Job:
Copy the listing from the line containing "Would you mind pointing to the sandy ground" through the end of the listing, renaming "sandy" to "gravelly" everywhere and changing nothing else. Leave out the pictures.

Stored data:

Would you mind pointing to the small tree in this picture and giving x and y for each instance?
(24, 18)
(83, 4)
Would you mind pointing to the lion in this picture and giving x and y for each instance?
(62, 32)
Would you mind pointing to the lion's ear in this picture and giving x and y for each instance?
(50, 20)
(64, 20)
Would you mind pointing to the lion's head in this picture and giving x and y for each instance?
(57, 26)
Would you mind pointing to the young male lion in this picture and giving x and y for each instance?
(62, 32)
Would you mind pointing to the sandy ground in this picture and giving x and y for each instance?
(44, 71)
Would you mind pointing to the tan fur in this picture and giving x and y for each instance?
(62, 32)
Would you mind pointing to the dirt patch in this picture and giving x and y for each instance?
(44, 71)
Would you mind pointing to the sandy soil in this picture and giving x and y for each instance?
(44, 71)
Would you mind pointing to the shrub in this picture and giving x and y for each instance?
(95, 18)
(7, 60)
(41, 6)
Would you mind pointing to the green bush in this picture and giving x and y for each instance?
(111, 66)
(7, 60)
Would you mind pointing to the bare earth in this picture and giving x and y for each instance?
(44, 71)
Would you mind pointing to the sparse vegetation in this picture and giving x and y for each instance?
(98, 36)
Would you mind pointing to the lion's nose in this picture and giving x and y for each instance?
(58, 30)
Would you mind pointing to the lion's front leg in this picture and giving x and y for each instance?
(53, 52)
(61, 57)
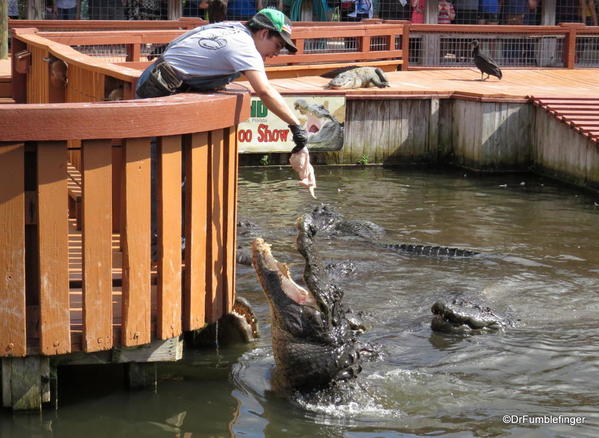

Exercise result:
Would you mind pointing to the gravelly ground in this picture and giving x and y for each instance?
(44, 71)
Would you mind pointing to the tan fur in this picture and giving x and y for each instance?
(62, 32)
Would you mind pointing to the dirt patch in this picture and giving x and y for each instance?
(44, 71)
Would you mind pointing to the gravelly soil in this picture and giving x and y for each instance?
(44, 71)
Would you mind pointing to the shrub in this picture and giving x and y for each instance?
(95, 18)
(7, 60)
(41, 6)
Would you mind pointing to the green bush in this picture and giving x and y for each instance?
(111, 66)
(7, 60)
Would you mind pointing to the bare earth in this picture and giving x and y for each instance?
(44, 71)
Would you mind pointing to the sparse vegetation in this picture and giving x and y for each instance?
(98, 36)
Would you mind pointing to the lion's nose in this picture and giving x and y for each instance?
(58, 30)
Would you mind pointing to the lion's front leg in this picture and giving x and y for each instance?
(53, 52)
(61, 57)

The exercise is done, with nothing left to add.